**Excerpted passage**
★ ★ ★ ★ ★
Like the Adamses, Martin Van Buren had
a more distinguished, or rather a more significant, pre-presidential
career than his presidential one. In the 1820s he served as a U.S.
Senator from New York and helped organize the highly-disciplined
political machine, the Albany Regency, that became one of the nuclei
of the Democratic Party. To a great extent Van Buren was the
inventor of the national Democratic Party, which he believed could
unify sections of the country that had clashed with one
another over the issue of slavery expansion, in the Missouri Crisis
of 1819-21. Party discipline, and the rewards of patronage, could
prevent Northern and Southern whites from fighting with one another
and instead turn them against the real enemies: the National
Republicans and Whigs. Ostensibly, this meant that the two sections'
Democratic politicians would settle disputes over slavery with
compromises. In reality, Southern Democrats inevitably demanded that
their Northern counterparts protect the interests of slaveholders,
and they found ample support from Northern Democrats (“Doughfaces”)
★ ★ ★ ★ ★
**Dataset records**
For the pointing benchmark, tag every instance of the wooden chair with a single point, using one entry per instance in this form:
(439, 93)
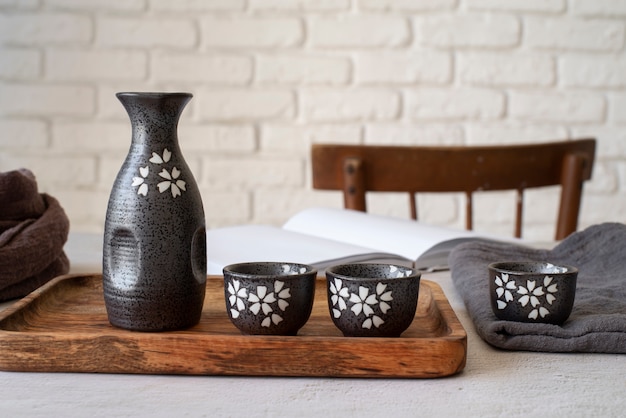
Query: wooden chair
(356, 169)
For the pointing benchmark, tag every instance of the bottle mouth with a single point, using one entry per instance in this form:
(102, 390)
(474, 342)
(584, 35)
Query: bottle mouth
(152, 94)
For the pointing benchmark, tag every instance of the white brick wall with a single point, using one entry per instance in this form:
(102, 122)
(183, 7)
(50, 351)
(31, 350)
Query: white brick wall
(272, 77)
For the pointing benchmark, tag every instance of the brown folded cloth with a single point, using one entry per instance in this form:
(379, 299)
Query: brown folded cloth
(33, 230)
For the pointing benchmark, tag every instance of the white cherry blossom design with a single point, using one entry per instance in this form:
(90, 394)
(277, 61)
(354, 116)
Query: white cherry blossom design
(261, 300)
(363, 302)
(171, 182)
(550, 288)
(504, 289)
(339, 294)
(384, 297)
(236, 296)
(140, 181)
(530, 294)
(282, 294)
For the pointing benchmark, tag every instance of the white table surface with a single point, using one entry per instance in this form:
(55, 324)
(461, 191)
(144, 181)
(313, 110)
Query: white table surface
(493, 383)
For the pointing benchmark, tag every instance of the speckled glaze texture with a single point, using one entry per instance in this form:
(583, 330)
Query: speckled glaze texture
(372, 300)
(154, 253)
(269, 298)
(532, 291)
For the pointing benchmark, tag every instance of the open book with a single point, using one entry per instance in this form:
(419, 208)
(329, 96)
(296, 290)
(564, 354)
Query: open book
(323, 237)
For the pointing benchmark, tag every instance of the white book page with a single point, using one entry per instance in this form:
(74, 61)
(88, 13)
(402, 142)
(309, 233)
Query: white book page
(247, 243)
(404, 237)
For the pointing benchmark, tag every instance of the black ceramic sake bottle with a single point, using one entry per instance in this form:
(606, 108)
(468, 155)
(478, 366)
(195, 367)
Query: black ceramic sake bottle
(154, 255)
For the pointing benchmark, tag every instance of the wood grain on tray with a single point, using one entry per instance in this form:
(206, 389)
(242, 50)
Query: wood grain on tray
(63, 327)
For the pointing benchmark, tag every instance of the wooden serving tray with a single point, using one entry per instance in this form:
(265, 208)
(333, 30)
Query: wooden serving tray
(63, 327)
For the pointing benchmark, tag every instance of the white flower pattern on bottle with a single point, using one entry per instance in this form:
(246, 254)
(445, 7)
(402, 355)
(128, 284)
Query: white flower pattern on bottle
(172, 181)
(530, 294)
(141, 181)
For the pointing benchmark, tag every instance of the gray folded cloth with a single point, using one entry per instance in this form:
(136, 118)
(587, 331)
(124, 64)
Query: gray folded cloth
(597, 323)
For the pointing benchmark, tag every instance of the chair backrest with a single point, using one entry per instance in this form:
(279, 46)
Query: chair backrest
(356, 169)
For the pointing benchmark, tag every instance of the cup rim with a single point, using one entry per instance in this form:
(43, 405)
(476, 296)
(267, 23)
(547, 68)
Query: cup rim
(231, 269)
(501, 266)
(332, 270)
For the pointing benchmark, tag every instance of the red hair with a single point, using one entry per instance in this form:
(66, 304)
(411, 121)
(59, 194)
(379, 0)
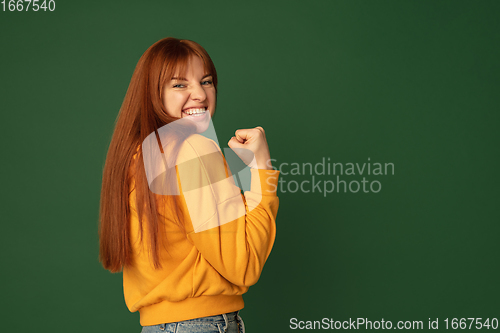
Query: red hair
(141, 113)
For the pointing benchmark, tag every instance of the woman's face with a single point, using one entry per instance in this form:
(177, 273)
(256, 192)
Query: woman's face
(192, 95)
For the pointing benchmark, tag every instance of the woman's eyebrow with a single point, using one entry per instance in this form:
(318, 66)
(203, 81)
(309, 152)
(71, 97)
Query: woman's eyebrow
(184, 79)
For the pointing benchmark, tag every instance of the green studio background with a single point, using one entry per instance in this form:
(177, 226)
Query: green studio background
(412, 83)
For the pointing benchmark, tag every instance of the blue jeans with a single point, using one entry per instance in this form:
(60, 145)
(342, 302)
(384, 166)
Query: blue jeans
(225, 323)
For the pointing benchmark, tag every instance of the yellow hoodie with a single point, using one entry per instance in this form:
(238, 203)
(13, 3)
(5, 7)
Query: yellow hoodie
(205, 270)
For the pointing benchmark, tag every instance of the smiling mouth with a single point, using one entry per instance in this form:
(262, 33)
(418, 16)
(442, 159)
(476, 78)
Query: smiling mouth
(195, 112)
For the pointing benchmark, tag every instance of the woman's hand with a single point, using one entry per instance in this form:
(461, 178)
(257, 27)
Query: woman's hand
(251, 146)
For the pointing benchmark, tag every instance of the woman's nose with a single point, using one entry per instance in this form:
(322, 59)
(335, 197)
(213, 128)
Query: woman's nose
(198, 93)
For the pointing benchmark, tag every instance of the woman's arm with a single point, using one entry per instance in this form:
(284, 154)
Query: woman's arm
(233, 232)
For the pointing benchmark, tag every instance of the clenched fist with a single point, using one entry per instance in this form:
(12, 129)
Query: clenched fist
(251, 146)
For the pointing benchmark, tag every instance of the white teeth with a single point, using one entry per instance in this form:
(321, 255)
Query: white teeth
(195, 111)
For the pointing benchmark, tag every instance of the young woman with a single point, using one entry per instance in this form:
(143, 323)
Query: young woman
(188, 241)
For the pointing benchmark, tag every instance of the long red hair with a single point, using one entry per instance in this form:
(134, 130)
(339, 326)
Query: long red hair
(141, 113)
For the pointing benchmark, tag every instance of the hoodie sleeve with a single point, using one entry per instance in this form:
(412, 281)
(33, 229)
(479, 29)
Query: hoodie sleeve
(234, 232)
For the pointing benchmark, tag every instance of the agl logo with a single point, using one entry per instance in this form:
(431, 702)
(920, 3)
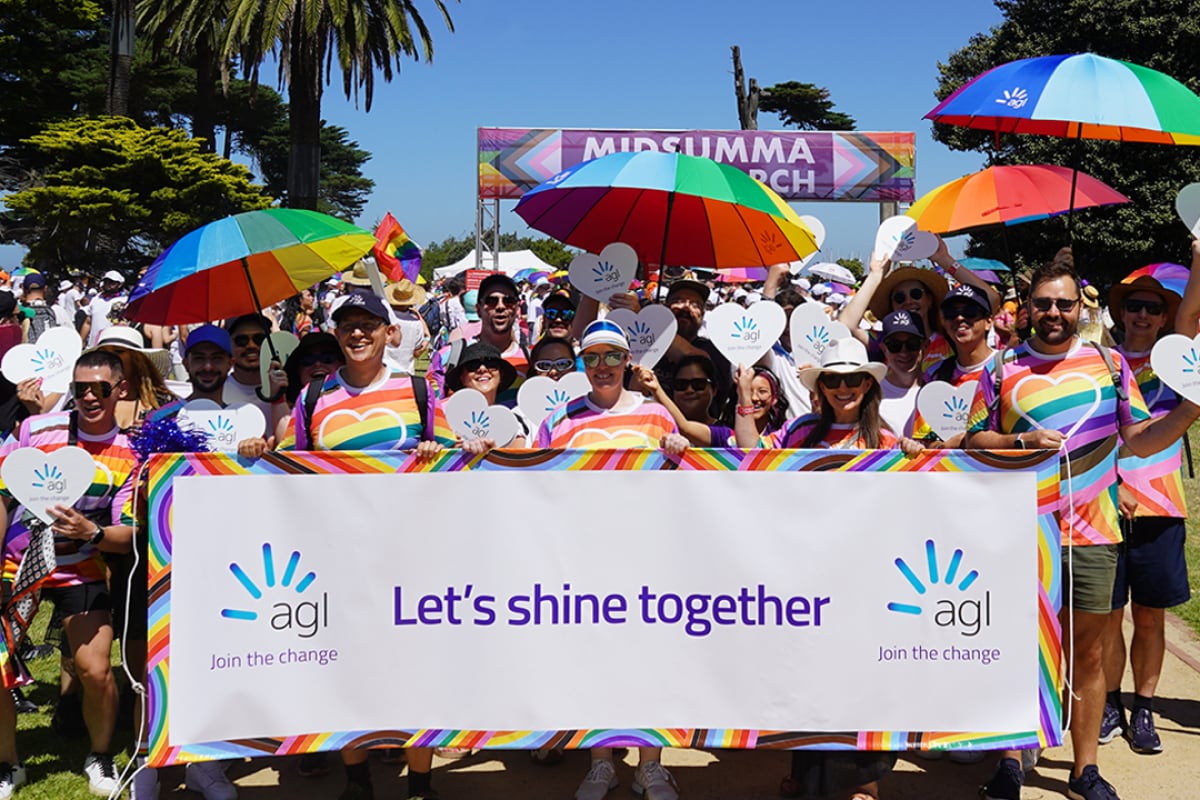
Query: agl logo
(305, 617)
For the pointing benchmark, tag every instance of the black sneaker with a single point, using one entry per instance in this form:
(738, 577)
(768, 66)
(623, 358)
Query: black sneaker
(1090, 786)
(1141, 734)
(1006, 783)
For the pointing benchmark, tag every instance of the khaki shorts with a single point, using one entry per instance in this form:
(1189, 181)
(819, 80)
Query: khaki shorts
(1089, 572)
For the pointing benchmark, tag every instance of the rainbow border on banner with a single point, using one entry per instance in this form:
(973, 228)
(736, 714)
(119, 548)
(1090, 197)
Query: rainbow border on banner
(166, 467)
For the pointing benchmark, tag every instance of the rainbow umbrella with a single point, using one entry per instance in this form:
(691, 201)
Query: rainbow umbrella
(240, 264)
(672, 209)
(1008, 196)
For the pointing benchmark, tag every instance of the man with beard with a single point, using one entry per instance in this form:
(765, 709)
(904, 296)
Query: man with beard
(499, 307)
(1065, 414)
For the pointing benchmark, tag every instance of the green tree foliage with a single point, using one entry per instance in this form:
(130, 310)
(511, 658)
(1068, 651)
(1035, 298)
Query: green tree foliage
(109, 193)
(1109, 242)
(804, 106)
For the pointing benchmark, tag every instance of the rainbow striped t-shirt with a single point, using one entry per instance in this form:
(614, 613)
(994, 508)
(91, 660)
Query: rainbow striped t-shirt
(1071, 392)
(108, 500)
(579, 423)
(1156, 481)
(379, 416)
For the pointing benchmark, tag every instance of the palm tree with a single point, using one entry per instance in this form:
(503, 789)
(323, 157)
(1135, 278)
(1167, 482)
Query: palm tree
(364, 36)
★ ★ ★ ★ ★
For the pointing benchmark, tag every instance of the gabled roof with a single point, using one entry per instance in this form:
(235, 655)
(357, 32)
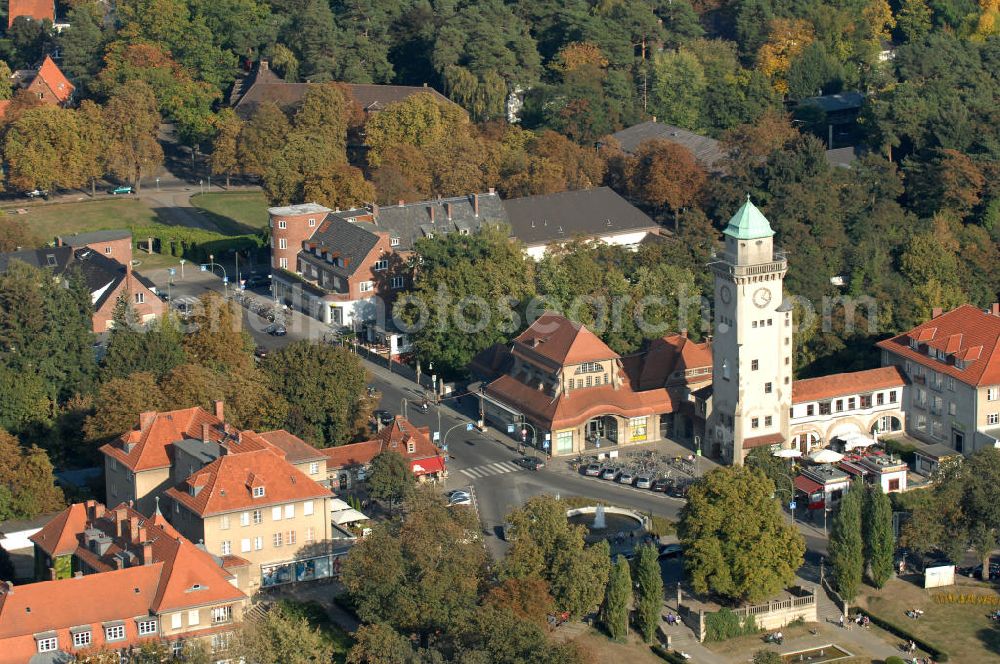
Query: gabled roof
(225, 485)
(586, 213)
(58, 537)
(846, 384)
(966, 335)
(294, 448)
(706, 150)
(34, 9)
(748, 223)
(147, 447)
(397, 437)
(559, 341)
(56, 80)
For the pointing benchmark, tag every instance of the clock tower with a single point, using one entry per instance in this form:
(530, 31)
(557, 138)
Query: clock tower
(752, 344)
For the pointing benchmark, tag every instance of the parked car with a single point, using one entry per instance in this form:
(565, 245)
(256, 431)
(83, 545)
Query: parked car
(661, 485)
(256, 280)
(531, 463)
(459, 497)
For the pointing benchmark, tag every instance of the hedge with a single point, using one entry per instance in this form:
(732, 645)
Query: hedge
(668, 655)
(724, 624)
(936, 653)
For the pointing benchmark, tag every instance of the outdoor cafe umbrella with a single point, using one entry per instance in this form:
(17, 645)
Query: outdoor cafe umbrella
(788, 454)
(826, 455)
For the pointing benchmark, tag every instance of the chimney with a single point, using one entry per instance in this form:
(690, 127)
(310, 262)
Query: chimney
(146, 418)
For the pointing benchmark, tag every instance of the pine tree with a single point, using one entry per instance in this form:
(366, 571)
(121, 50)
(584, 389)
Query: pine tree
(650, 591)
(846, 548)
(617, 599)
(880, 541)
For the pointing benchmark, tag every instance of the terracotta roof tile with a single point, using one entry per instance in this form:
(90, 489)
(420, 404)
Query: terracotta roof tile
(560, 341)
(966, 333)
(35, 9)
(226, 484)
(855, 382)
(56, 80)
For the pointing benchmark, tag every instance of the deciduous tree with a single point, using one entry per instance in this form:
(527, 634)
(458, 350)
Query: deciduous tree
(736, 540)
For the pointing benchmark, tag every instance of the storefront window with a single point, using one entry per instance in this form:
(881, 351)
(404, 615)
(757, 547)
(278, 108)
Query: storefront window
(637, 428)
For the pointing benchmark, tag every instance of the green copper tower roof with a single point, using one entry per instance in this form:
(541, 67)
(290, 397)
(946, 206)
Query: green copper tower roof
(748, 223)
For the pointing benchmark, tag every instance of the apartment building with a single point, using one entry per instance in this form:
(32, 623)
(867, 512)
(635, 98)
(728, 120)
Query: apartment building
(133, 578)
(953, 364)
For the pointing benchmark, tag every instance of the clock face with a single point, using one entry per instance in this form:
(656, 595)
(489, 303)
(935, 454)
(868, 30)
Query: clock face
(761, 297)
★ ★ ★ ★ ★
**Activities**
**A)** Decide whether each statement agrees with the passage on Martin Van Buren: (i) Van Buren served as a U.S. Senator from New York in the 1820s; (ii) the Missouri Crisis took place in the 1830s; (iii) Southern Democrats found little support among Northern Democrats. Answer yes or no for each, quoting the words of the passage that decide it.
**B)** Write the next part of the passage on Martin Van Buren, picking up from the point where it stops.

**Task-by-task answers**
**A)**
(i) Yes: "In the 1820s he served as a U.S. Senator from New York."
(ii) No: "in the Missouri Crisis of 1819-21."
(iii) No: "they found ample support from Northern Democrats."

**B)**
who favored party unity more than human rights. Hence the
anti-abolitionist Congressional “gag rule” of 1836-44, the de
facto placement of the U.S. Post Office under state censorship in the South, the re-enslavement and sale of slaves taken
by the U.S. Navy from illegal slave traders, and other pro-slavery
federal policies. Van Buren supported these policies even if he did
not sponsor all of them.
None of these issues greatly affected
Van Buren's presidency, in part because his Whig rivals were not an
anti-slavery party and did not use slavery as a political cudgel
against the Democrats, and in part because he spent his time in
office dealing with the consequences of Jackson's presidency. While
Indian Removal was Andrew Jackson's legacy Van Buren was just as
determined to carry the program through; it was he who sent federal
troops into the Cherokee nation to remove the Cherokees at gunpoint,
resulting in the death of 4,500 people. It was Van Buren, not
Jackson, who had to deal with the Panic of 1837 and the economic
depression that followed it, even though Jackson's deflationary
Specie Circular had probably contributed to the downturn. The
depression was still underway at the end of Van Buren's first term
and was the principal factor leading to his defeat in the 1840
election, though William Harrison's partisans did put together a very
creative, Barnum-esque presidential campaign, including such
ditties as these:
Old Tip he wears a homespun coat
He has no ruffled shirt-wirt-wirt,
But Mat he wears the golden plate
And he's a little squirt-wirt-wirt.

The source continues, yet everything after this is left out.